** Start Dataset records **

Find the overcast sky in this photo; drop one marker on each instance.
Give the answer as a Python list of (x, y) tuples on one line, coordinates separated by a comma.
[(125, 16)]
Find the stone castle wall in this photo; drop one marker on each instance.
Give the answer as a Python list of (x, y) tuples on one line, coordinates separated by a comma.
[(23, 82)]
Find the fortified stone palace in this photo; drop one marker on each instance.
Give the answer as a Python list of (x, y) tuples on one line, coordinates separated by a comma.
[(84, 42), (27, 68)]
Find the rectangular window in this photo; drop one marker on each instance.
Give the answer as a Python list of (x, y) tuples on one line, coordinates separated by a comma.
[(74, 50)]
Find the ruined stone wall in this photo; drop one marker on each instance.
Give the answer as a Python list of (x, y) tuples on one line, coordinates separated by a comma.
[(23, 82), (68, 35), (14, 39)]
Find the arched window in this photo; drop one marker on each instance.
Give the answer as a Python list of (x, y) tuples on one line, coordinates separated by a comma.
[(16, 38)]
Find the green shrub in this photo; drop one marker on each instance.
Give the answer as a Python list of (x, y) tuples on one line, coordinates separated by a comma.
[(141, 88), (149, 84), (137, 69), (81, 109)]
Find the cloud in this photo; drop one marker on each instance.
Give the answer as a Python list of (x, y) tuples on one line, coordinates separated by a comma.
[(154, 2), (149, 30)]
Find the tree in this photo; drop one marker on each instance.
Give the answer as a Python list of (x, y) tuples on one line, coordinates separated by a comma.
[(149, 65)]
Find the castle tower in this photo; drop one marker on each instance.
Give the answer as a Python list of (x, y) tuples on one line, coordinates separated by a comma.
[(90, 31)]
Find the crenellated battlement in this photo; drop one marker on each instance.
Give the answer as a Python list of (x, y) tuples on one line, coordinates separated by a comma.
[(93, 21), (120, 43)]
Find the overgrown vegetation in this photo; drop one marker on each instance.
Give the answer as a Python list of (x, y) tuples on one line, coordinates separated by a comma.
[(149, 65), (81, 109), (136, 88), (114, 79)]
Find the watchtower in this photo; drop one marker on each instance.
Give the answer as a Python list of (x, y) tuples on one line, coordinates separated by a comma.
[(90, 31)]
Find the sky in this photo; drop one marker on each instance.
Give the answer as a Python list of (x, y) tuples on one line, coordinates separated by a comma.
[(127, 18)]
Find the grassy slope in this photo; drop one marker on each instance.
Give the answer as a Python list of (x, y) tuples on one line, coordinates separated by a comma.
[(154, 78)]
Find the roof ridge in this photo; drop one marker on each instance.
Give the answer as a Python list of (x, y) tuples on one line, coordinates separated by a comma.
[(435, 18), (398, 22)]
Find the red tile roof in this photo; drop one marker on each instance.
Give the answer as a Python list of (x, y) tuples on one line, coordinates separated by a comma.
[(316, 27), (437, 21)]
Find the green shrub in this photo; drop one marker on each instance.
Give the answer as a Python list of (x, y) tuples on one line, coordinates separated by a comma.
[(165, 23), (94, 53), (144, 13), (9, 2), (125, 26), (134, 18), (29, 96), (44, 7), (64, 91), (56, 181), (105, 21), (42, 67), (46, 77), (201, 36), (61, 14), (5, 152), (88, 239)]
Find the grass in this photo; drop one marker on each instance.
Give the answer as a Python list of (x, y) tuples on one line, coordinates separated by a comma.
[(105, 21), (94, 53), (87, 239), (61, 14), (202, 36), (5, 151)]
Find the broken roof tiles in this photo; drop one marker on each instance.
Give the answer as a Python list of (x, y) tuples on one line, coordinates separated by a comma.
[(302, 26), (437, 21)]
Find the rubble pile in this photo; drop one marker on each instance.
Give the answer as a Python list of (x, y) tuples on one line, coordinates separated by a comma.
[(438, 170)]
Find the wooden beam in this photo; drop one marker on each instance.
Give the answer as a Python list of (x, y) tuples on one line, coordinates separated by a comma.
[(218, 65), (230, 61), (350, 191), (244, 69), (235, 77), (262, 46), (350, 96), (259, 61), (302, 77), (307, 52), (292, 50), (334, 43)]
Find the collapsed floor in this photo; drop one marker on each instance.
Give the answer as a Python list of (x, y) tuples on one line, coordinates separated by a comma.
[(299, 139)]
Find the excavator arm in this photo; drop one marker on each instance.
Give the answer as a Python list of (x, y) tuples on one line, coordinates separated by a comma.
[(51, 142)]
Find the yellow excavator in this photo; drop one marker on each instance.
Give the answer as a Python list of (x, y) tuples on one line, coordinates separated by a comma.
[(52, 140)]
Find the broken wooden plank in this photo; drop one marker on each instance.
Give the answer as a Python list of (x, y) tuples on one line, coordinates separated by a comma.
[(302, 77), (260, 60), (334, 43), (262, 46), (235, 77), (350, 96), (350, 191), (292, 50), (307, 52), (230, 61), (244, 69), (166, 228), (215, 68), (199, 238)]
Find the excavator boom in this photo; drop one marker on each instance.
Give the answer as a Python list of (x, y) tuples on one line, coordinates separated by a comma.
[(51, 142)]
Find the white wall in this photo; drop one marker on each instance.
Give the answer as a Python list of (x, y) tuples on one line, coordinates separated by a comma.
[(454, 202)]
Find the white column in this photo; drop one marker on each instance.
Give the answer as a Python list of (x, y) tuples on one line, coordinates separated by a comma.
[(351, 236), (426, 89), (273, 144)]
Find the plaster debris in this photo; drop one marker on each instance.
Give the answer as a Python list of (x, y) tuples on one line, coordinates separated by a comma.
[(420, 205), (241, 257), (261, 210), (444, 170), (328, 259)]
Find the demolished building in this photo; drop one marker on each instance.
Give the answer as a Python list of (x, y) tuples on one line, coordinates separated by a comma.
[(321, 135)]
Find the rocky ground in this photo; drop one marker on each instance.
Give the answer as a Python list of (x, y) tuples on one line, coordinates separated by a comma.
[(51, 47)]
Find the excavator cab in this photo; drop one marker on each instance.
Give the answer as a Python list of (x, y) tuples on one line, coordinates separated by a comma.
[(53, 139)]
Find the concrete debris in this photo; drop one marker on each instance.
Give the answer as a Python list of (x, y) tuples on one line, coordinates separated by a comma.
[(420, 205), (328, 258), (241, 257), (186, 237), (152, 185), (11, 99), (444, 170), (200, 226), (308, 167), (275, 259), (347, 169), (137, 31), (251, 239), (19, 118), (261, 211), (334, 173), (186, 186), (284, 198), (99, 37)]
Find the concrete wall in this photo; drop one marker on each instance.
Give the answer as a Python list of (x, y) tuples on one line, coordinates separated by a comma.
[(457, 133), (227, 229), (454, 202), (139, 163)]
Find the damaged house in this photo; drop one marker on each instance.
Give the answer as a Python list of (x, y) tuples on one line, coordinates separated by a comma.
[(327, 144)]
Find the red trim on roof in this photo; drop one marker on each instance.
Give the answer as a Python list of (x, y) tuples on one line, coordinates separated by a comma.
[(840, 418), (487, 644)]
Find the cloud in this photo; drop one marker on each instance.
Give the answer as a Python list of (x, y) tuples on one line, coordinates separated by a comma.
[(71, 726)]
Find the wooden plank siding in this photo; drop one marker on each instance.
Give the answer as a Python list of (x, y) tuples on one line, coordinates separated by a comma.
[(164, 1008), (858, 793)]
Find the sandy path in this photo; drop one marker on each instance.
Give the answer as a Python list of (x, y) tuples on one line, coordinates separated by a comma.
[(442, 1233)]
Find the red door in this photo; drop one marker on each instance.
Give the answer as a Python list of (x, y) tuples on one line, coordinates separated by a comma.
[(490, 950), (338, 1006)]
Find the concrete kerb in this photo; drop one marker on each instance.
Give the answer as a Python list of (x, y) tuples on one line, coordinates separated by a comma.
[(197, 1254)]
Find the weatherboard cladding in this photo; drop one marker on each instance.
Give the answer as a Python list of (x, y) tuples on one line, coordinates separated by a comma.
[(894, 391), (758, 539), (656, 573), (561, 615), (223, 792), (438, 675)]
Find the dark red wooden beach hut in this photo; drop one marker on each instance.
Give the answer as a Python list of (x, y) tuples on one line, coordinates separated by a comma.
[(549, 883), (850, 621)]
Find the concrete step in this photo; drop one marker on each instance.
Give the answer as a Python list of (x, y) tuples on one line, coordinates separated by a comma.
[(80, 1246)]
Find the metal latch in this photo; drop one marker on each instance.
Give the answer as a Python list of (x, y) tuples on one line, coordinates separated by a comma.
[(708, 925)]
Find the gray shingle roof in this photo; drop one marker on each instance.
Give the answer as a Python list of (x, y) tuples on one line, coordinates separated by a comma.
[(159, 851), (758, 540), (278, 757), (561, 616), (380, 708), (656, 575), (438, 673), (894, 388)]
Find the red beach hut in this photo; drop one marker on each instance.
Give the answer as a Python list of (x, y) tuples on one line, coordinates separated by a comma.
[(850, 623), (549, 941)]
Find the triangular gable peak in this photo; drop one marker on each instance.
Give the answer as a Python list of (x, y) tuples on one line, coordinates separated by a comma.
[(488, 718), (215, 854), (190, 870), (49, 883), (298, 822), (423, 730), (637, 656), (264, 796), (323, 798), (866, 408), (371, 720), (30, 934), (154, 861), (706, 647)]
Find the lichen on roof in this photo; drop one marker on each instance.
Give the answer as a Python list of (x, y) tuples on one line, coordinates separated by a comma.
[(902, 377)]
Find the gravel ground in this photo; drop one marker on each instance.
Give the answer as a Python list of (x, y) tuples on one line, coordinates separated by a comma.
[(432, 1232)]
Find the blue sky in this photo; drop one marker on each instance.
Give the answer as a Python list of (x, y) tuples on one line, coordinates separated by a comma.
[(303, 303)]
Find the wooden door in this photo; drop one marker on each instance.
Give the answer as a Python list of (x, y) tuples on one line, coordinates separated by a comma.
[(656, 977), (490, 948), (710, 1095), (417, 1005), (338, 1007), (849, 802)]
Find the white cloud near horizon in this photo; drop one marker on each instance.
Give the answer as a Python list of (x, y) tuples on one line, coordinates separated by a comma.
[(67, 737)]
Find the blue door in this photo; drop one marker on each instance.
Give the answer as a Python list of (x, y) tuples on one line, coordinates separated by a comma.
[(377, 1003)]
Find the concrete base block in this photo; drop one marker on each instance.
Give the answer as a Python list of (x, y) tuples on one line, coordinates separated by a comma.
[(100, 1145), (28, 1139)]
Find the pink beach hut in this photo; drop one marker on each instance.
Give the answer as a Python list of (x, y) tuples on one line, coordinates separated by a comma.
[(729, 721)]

** End Dataset records **

= Exercise details =
Rewrite the records above as a numbered list, from their first line through the line containing "[(149, 65)]", including both ends and leaving out blank lines.

= The output =
1. Find the overcast sky in this photo; drop one marker on each instance.
2. Give the answer as a Python list of (x, y) tuples on one line, coordinates separated by a comma.
3. [(125, 16)]
4. Find the stone castle wall in this photo; drop one marker on each instance.
5. Give the answer as a Python list of (x, y) tuples on one line, coordinates separated by a comma.
6. [(23, 82)]
7. Find the fortified stone palace in this photo; drop one marker on each instance.
8. Give the answer as a Python list of (x, y) tuples on one line, coordinates separated by a comma.
9. [(84, 42), (27, 68)]
10. Find the rectangular window in this photo; drop one marker on each instance.
11. Give the answer as a Python list of (x, y) tuples on one line, coordinates separated by a comma.
12. [(74, 50)]
13. Find the ruined stone wall in this photo; drop one marker on each instance.
14. Give the answer as a Python list of (x, y) tuples on one line, coordinates separated by a comma.
15. [(23, 82), (68, 35), (14, 39)]
16. Find the arched window in this photo; drop one marker on each instance.
17. Give the answer as a Python list of (x, y) tuples on one line, coordinates separated by a comma.
18. [(16, 38)]
19. Find the green shrub in this photo; drop one marker on each instance.
20. Give the answer as a Python list of (x, y) tuples on one line, coordinates separated by a comma.
21. [(141, 88), (149, 84), (137, 69), (81, 109)]
22. Find the cloud in this photo; drop one marker on each instance.
23. Give the answer as a Python list of (x, y) tuples on one line, coordinates separated by a comma.
24. [(154, 2), (149, 30)]
25. Find the tree in this photo; drop one marker on each instance.
26. Give the answer as a Python list of (x, y) tuples on one line, coordinates separated by a comma.
27. [(149, 65)]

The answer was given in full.